Would you set down each line of the data below exactly?

Point-per-instance localization data
◇ ◇ ◇ ◇ ◇

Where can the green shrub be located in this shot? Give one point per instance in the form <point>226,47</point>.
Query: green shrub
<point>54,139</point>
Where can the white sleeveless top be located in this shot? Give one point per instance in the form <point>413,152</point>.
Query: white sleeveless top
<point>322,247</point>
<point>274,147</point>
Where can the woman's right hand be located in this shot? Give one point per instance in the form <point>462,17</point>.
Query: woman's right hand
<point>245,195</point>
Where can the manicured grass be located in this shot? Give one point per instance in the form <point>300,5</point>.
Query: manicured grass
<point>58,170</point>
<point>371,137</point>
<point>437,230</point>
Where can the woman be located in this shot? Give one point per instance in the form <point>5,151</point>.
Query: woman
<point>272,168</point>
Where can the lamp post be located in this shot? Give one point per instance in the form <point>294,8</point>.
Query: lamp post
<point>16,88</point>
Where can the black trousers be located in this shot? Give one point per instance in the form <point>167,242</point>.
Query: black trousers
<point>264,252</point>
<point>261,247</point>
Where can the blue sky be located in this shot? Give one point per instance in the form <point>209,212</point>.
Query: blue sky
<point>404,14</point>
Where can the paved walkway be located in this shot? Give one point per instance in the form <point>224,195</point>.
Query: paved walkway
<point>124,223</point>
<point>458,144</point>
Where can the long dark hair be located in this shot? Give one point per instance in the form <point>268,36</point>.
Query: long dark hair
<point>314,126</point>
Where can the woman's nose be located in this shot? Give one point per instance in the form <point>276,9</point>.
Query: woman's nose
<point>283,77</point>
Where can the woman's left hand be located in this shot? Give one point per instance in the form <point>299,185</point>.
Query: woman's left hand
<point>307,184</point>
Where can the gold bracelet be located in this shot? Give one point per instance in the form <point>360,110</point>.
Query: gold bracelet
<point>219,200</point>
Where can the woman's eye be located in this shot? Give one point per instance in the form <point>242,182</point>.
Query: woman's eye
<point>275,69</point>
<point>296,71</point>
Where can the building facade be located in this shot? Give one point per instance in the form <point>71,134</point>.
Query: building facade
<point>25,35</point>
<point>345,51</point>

◇ ◇ ◇ ◇ ◇

▶ Result of this exercise:
Where can the green shrub be located in this shot? Give one point per instance in the form <point>226,47</point>.
Query: green shrub
<point>54,139</point>
Where can the white sleeveless top be located in this shot? Give one point per instance in the form <point>413,152</point>.
Query: white sleeveless top
<point>322,247</point>
<point>274,147</point>
Where can the woman's right hand be located in this shot? Give one point per instance in the form <point>462,17</point>.
Query: woman's right hand
<point>245,195</point>
Where can the manicured grass be located in this shot? Give one point per instance in the form <point>300,5</point>.
Query: manicured grass
<point>58,170</point>
<point>371,137</point>
<point>437,230</point>
Where can the woman be located in this shot? Give one point per instance in the form <point>5,151</point>.
Query: woman
<point>272,168</point>
Where can the lamp post be located in this shot? Give one point per instance in the form <point>294,8</point>.
Query: lamp post
<point>16,88</point>
Where can the black trousers be located in this shot? Give one point per instance in the form <point>167,242</point>.
Query: black trousers
<point>264,252</point>
<point>261,247</point>
Where can the blue sky be located in this shot? Give one point per instance in the form <point>209,212</point>.
Query: blue sky
<point>404,14</point>
Where can the paved walkway be located in this shot? Give one point per instance in the form <point>224,195</point>.
Query: paved walkway
<point>124,223</point>
<point>458,144</point>
Where can the long dark hair be located in this shot? Give one point per instance in the form <point>268,36</point>.
Query: long dark hair
<point>314,126</point>
Where can the woman's nose be located in this shot? Give one point per instance in the form <point>276,9</point>.
Query: woman's nose
<point>283,77</point>
Where can the woman's left hand be located in this shot? Give one point per instance in the form <point>299,185</point>.
Query: woman's left hand
<point>307,184</point>
Where can the gold bracelet be located in this shot? Give one point per instance in the form <point>360,110</point>.
Query: gold bracelet
<point>219,200</point>
Where can the woman's eye be located in this shot? Give one point per instance in the form <point>242,182</point>.
Query: woman's eye
<point>275,69</point>
<point>296,71</point>
Where can the building facade be located in this shot? Give one point per instance in the form <point>71,134</point>.
Query: building facade
<point>25,35</point>
<point>345,51</point>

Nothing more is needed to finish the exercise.